Finalmente la derecha oligárquica paraguaya ha
conseguido su objetivo: el presidente Lugo ha sido derrocado sin pena ni
gloria. Sobre todo esto último.
Este golpe palaciego, ejecutado en tiempo récord, no
es sólo el producto de una maniobra de los sectores más retrógrados de
la política local, firmemente anclados en las ideas de la dictadura
stronissta, que gobernó el país durante 35 años y alargó su presencia en
los gobiernos que le sucedieron, sino que aparece como el resultado de
una estrategia ofensiva que el imperialismo norteamericano viene
desarrollando en todo el continente.

▶ **Registros proporcionados**:
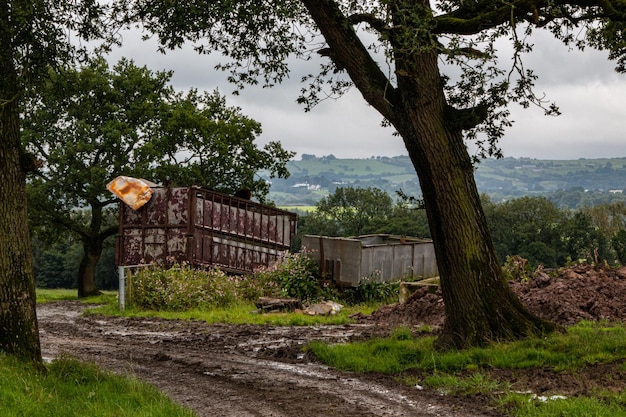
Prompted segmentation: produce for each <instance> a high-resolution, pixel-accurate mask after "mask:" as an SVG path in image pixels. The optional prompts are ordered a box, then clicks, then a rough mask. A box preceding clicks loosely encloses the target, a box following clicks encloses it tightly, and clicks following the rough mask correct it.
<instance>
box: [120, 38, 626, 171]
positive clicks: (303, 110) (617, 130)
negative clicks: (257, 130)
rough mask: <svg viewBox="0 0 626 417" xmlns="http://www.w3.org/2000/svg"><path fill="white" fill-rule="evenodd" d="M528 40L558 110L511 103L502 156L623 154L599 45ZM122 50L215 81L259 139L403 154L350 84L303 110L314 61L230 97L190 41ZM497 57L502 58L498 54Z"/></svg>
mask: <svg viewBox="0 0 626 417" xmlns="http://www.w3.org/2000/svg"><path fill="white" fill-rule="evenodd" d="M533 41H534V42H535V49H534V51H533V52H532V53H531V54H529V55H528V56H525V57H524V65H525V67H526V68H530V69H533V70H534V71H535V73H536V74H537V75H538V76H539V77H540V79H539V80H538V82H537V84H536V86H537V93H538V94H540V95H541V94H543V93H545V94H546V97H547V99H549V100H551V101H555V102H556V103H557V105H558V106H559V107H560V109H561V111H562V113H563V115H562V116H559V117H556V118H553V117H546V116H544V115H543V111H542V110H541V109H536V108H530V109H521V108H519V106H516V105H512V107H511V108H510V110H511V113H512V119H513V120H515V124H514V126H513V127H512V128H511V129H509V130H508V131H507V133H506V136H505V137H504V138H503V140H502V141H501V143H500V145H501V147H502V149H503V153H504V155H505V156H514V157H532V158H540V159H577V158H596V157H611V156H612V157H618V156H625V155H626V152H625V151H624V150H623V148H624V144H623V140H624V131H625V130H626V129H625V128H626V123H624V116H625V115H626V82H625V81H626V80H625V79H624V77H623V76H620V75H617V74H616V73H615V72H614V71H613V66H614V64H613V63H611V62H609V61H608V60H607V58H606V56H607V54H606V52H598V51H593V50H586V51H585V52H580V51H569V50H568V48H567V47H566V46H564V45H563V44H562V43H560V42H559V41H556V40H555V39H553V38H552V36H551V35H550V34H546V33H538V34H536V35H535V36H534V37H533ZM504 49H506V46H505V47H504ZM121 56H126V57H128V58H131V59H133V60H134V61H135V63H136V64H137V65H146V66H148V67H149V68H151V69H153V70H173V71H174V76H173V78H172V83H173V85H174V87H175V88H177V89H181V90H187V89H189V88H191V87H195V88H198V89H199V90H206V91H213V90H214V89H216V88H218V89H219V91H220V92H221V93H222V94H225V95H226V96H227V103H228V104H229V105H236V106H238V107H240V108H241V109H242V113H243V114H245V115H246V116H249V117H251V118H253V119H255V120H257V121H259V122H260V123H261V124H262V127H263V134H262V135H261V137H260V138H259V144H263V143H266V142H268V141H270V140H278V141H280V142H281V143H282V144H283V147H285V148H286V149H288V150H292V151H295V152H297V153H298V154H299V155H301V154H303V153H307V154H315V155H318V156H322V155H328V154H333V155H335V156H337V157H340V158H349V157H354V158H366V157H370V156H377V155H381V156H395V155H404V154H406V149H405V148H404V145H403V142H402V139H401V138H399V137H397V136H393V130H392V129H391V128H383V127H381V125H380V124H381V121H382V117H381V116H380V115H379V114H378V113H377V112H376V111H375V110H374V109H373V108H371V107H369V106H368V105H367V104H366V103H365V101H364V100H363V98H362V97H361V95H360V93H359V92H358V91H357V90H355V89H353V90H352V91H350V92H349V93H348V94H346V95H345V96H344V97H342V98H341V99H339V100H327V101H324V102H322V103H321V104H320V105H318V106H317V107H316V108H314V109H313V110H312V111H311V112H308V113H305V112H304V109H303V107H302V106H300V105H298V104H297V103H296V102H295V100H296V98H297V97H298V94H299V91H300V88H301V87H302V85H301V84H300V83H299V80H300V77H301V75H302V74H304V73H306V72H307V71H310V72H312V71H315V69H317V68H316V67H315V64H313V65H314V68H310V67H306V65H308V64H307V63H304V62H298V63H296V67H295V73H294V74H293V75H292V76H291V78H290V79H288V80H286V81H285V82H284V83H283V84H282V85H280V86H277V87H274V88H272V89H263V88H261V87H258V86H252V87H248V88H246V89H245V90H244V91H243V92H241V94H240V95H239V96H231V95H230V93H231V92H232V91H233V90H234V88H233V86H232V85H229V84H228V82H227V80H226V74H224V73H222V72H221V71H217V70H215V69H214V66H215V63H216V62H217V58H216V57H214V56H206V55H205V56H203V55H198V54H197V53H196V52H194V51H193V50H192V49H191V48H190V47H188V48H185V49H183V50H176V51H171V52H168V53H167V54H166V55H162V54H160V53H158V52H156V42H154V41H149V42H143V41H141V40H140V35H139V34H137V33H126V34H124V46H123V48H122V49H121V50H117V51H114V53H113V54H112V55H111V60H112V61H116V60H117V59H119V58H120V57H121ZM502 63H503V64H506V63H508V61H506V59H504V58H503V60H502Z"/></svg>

▶ **Consigna 1**:
Responda a partir del fragmento:
(a) ¿Quién ha sido derrocado?
(b) ¿Durante cuántos años gobernó el país la dictadura stronissta?
(c) ¿Quién viene desarrollando una estrategia ofensiva en todo el continente?
▶ **Consigna 2**: Enumere, en orden de aparición, todas las formas verbales conjugadas del fragmento. Cite completos los tiempos compuestos y las perífrasis.

▶ **Respuesta escrita 1**:
(a) El presidente Lugo.
(b) Durante 35 años.
(c) El imperialismo norteamericano.

▶ **Respuesta escrita 2**: ha conseguido, ha sido derrocado, es, gobernó, alargó, sucedieron, aparece, viene desarrollando